Consigne A: Relève toutes les années mentionnées dans le paragraphe du texte sur Carthagène ci-dessous qui commence par « La ville de Carthagène ».

Texte fourni:
════

La Révolution haïtienne et le Républicanisme populaire à Cartagena, Colombie  par Marixa  Lasso

Marixa Lasso, Ph.D.,  est professeur associé d’Histoire   à Case Western Reserve University. Elle est l’auteur de Myths of Harmony: Race and Republicanism during the Age of Revolution, Colombia, 1795-1831/Mythes de l’harmonie: race et républicanisme pendant l’Age de Révolution, Colombie, 1795-1831 (2007).

La ville de Carthagène était le port principal de la Colombie coloniale et l’un des plus importants des Caraïbes espagnoles. Comme d’autres villes des Caraïbes, sa population était composée d’une minorité blanche et d’une majorité d’ascendance africaine, libre ou esclave. Au début de la Révolution haïtienne, les autorités espagnoles commencèrent à craindre l’émergence de rebellions inspirées de l’exemple haïtien. Leurs craintes furent confirmées en 1799, lorsque la ville de Carthagène fut secouée par une conspiration d’esclaves haïtiens, africains et créoles visant à s’emparer de la ville et à tuer tous les blancs. Bien que la conspiration présumée ne soit pas allée plus loin que l’incendie de quelques haciendas environnantes, les autorités coloniales restèrent à l’affut d’autres conspirations. Avec la déclaration d‘indépendance et l’instauration de la République de Carthagène en 1811, les liens avec Haïti se renforcèrent. Croiser des marins français ou haïtiens en ville devint courant lorsque le gouvernement transforma Carthagène en un havre pour corsaires des Caraïbes, en 1812. Les Carthagénois et les Haïtiens s’allièrent parfois dans la piraterie, et des Haïtiens s’enrôlèrent comme matelots dans la marine de la nouvelle République. Des marins haïtiens ont aussi participé à la défense de la République de Carthagène lors du siège espagnol de 1815. Nous savons d’ailleurs avec certitude qu’une garnison de cinquante hommes fut constituée uniquement d’Haïtiens.

════

Extraits d'un jeu de données d'annotation de positions:
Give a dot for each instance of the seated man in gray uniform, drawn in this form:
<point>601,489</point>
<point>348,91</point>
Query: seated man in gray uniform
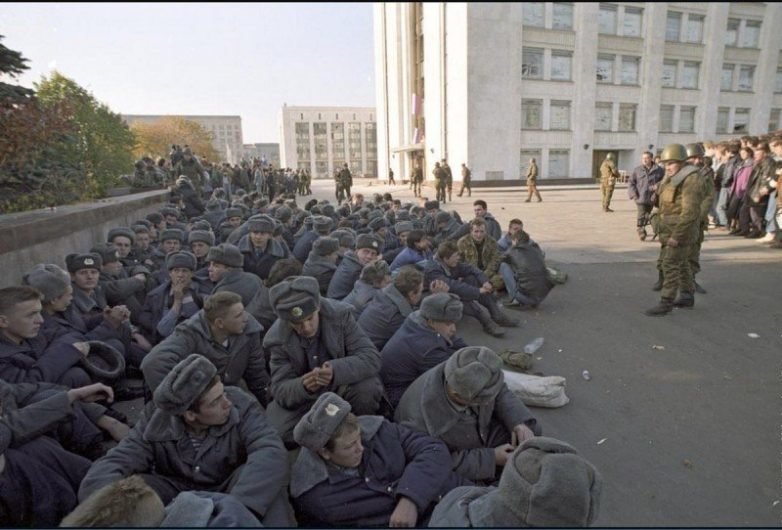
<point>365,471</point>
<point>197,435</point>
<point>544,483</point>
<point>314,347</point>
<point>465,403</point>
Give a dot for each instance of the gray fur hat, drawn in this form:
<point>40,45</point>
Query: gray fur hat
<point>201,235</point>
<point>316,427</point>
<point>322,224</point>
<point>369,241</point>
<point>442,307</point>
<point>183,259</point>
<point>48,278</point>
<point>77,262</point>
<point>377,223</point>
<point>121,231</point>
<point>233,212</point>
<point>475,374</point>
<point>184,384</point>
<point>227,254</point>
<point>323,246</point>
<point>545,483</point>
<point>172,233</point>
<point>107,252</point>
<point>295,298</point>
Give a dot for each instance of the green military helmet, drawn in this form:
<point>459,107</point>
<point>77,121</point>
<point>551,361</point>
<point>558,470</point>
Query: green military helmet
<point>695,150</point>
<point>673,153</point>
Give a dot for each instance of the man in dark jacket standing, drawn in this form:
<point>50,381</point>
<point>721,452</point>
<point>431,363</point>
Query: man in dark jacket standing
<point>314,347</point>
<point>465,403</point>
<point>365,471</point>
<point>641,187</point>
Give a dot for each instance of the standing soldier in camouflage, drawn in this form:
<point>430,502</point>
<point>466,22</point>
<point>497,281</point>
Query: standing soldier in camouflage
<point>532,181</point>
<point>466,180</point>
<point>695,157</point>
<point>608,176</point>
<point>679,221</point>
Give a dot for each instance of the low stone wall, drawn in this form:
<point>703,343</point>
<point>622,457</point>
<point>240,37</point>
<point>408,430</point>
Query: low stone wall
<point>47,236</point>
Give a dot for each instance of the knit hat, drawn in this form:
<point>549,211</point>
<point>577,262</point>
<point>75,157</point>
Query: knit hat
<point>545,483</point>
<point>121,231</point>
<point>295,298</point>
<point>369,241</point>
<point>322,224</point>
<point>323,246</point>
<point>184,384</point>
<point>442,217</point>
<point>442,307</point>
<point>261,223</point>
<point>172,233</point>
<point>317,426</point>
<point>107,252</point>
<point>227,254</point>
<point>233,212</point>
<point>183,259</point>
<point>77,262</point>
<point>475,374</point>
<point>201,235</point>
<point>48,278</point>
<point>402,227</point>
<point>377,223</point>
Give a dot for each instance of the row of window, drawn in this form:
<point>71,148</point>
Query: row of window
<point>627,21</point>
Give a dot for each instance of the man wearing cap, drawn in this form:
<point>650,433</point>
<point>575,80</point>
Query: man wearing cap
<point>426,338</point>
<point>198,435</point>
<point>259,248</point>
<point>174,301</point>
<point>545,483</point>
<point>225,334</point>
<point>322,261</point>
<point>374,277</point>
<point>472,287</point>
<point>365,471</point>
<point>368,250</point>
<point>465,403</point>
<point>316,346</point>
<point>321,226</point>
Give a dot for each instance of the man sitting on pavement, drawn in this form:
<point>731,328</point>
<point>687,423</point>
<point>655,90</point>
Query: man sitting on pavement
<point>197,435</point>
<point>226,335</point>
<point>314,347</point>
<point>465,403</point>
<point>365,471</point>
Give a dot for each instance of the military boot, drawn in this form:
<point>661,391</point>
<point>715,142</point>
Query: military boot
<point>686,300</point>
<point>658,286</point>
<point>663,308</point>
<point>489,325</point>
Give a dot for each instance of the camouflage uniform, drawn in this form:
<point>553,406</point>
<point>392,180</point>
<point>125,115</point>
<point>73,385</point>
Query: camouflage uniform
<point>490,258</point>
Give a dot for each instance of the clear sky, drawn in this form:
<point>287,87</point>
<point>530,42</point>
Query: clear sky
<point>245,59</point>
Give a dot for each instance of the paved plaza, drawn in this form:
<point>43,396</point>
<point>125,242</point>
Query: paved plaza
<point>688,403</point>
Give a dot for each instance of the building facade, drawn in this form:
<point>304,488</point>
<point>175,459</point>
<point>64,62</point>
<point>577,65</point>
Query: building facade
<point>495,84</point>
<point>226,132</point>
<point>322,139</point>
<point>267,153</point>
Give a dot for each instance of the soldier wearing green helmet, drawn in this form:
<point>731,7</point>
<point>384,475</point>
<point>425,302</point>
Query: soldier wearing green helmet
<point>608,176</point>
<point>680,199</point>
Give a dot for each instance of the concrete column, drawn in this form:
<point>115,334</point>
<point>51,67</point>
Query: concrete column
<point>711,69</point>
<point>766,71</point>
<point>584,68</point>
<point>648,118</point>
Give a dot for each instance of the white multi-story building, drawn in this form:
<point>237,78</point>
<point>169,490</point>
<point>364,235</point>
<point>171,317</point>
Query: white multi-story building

════

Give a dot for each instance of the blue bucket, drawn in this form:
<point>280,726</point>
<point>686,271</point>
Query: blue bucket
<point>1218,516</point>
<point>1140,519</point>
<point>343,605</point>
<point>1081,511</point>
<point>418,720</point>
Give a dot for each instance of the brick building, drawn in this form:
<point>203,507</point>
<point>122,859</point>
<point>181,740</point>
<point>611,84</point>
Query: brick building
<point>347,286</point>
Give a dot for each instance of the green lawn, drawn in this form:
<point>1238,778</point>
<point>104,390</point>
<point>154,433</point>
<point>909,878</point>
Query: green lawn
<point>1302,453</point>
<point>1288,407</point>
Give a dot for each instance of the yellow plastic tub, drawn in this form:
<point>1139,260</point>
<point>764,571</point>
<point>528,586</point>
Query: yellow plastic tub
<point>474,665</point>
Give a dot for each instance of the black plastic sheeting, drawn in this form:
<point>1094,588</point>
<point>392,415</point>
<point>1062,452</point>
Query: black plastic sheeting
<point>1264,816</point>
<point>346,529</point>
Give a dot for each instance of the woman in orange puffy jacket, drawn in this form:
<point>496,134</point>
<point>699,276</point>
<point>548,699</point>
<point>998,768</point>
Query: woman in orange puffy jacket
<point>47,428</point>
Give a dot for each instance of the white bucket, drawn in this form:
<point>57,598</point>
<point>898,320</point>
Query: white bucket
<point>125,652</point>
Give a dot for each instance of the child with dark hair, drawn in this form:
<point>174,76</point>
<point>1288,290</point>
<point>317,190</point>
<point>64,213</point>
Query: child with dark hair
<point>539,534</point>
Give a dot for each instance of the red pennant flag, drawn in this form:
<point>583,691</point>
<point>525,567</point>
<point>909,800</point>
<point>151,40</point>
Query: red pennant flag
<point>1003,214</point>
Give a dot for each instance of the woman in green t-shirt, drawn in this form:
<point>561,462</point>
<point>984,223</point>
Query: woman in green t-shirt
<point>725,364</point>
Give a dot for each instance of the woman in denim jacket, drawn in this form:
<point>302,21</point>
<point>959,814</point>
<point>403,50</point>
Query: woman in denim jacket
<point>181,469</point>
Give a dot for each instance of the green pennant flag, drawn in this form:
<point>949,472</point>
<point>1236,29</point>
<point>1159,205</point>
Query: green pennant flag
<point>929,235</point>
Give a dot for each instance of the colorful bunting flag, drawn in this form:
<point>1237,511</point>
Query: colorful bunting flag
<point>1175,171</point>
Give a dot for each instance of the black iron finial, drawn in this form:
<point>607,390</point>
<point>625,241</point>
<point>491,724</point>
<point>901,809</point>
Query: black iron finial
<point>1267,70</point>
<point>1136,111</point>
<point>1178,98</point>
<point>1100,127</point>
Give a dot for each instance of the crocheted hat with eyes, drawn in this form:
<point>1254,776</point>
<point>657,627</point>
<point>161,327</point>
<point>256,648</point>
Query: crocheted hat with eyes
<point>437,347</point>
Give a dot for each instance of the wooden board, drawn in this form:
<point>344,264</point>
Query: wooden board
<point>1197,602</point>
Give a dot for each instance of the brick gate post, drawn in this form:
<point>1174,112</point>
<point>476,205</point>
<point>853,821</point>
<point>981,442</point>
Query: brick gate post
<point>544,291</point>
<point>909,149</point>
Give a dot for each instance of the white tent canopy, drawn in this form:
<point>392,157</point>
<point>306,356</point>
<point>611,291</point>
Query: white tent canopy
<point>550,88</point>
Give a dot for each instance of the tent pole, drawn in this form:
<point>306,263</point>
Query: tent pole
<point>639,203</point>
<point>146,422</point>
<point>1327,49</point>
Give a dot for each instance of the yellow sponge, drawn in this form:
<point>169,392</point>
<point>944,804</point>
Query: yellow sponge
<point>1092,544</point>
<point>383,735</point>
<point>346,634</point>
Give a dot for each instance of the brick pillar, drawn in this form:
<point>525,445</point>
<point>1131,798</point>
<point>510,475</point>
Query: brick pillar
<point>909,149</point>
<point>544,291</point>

════

Consigne B: Dans la liste ci-dessus, réécris le passage allant de la ligne contenant « Give a dot for each instance of the black plastic » jusqu'à la ligne contenant « <point>346,529</point> », en remplaçant « black plastic sheeting » par « black tarp ».

Réponse complète A: 1799, 1811, 1812, 1815

Réponse complète B:
Give a dot for each instance of the black tarp, drawn in this form:
<point>1094,588</point>
<point>392,415</point>
<point>1062,452</point>
Query: black tarp
<point>1264,816</point>
<point>346,529</point>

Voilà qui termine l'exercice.